— BEGIN RECORD LIST —

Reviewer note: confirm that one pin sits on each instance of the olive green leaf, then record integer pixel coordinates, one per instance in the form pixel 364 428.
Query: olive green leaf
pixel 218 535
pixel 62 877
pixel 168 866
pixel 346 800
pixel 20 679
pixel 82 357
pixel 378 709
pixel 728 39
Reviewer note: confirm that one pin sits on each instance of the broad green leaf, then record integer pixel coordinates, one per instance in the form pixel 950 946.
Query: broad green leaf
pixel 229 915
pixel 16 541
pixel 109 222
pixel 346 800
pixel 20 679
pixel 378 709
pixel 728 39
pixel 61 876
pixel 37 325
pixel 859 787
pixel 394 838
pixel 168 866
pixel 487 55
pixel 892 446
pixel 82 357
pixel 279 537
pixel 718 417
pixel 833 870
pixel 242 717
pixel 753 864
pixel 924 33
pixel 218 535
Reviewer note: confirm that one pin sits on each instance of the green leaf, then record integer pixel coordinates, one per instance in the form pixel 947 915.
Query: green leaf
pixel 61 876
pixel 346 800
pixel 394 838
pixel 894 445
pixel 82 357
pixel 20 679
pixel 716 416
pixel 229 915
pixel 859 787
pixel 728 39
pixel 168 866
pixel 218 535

— END RECORD LIST —

— BRIEF —
The line containing "pixel 947 915." marks the start; retype it and each line after it through the end of the records above, exactly.

— RESPONSE —
Reviewer note: confirm that one pin sits on each instance of the green leaf, then record integer pixel coordinates, one per instance in the form pixel 947 915.
Query: green leaf
pixel 61 876
pixel 346 800
pixel 394 838
pixel 894 445
pixel 82 357
pixel 20 679
pixel 716 416
pixel 229 915
pixel 859 787
pixel 728 39
pixel 168 866
pixel 218 535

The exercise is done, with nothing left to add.